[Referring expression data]
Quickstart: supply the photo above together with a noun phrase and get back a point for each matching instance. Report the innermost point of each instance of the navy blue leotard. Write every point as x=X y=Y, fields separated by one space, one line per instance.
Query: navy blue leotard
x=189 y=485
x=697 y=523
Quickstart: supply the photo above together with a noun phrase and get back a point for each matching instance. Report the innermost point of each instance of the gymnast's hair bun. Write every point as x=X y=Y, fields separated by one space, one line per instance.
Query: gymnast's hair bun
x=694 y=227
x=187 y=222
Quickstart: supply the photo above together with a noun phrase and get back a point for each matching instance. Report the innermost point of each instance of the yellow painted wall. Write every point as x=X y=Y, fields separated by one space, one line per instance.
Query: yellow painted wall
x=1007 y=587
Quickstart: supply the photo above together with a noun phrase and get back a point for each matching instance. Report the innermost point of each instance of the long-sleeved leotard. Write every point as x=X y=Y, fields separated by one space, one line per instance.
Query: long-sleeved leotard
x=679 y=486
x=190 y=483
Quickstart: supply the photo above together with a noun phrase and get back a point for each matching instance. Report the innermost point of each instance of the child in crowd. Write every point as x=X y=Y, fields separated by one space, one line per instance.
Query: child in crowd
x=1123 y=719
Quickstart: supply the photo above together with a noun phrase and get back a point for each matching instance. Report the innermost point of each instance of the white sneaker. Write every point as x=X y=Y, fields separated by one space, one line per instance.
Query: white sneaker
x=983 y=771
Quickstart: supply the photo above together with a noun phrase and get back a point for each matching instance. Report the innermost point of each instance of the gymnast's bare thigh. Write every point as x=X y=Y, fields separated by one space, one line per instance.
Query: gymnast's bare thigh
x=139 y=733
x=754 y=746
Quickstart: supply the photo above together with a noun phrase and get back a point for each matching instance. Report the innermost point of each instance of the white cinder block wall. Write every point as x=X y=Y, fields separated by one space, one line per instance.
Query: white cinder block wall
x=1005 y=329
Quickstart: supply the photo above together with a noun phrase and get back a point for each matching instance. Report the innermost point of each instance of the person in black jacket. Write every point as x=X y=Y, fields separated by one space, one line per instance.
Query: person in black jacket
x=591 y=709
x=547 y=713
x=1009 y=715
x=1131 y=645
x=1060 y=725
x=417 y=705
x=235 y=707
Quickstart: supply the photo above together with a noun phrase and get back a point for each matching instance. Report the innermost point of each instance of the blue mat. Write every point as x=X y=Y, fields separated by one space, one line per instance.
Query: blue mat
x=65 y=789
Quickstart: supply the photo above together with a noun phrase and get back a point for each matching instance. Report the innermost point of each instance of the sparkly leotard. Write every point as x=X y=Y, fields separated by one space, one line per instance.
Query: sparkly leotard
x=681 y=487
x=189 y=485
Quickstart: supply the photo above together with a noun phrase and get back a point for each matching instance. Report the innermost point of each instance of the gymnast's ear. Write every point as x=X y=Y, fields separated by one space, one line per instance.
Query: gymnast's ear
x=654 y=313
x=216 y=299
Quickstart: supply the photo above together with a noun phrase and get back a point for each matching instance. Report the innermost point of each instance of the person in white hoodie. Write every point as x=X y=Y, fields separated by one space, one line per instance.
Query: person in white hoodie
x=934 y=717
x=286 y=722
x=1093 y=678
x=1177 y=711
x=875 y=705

• **Exercise**: Copy out every entry, keeping each line exactly as it is.

• **Solution to this exercise**:
Quickstart: supply the photo above together with a noun phrase and get back a point for each matching instance. Report the innermost point of each instance of the navy blue leotard. Write every point as x=X y=Y, fields separated by one space, one line per instance.
Query: navy blue leotard
x=189 y=485
x=697 y=523
Quickstart: supply the photo above together with a noun phrase and get back a point for each matching instance. Report the innermost point of each instance of the gymnast's hair bun. Write every point as x=X y=Y, fields separated by one space, one line per instance.
Query: gymnast's hair bun
x=694 y=227
x=187 y=222
Quickstart: supply the photo above together with a noun phrase and get back a point for each matching instance. Report the innermost point of each instance of the yellow painted wall. Write every point as x=X y=Y, fields separated by one space, one line per instance.
Query: yellow painted wall
x=1007 y=587
Quickstart: supply the photo above together with a noun phrase and get back a point for each matching instance. Report the innermost point of each instance of the long-sleeved leotard. Write every point as x=X y=Y, fields separated by one space, one line per instance.
Query: long-sleeved leotard
x=679 y=486
x=190 y=483
Quickstart: supply the photo above together with a noun phrase and get back a point for each matching instance. Report the innermost point of each instance of the child in crowd. Write every point as x=X y=Y, fields separated by one space, one line per instance.
Query: child in crowd
x=1123 y=719
Quickstart: supply the photo above together with a noun phrase and get back a point for each matching instance. Report the innermost point of each instance of the white sneaker. Write every point as x=X y=Y, fields separated by one space, one line per instance.
Query: white sneaker
x=983 y=771
Quickstart: supply the photo above together with a noun phrase and get back a point for each matching instance. Report the innermost point of each instance of the gymnast's bare thigh. Write every point as x=X y=Y, fields separated by one space, one line per instance.
Query: gymnast's bare thigh
x=139 y=733
x=754 y=746
Quickstart: supply the photo above together with a noun phrase and get back a point for each matching instance. Report the innermost point of each instance of the white cinder block wall. Write every point as x=X y=Y, fields separated by one space, one line per instance.
Query: white cinder block wall
x=1005 y=329
Quickstart: supply the photo above together with a noun phrase and get back a point for each matching instance. Report the innermost point of each instance of the person in black jacket. Write every point as x=X y=Y, fields separated by one space, one line per instance.
Query: person in black jacket
x=591 y=709
x=547 y=713
x=1009 y=715
x=1131 y=645
x=1060 y=725
x=417 y=705
x=235 y=707
Quickstart: supply the photo above together with a noun phrase and get back a point for each matching instance. Report the innermost point of each instance of the blue mat. Write every point as x=X y=Y, fields separated by one space, one line per instance.
Query: blue mat
x=65 y=789
Quickstart: supply the photo above together with a noun phrase and get back a point for each matching instance. Report the innermost point of each instance of the sparkly leotard. Write every point as x=X y=Y, fields separated by one space, one line per instance.
Query: sparkly leotard
x=681 y=487
x=189 y=485
Quickstart: supply the photo above together with a noun phrase and get back a point for each matching instance. Report the innermost point of each instance of the gymnast's ear. Write every point as x=X y=Y, fields separated by one space, one line per instance.
Query: gymnast's ear
x=654 y=313
x=216 y=299
Quickstart: supply the photo above together with a noun phrase and get back a point for each matching instance. Report the innermost point of each instance of the person in white hoodie. Write every point as x=X y=Y, fields separated by one space, one line per instance.
Query: person in white hoodie
x=934 y=717
x=286 y=722
x=1093 y=678
x=1177 y=711
x=875 y=705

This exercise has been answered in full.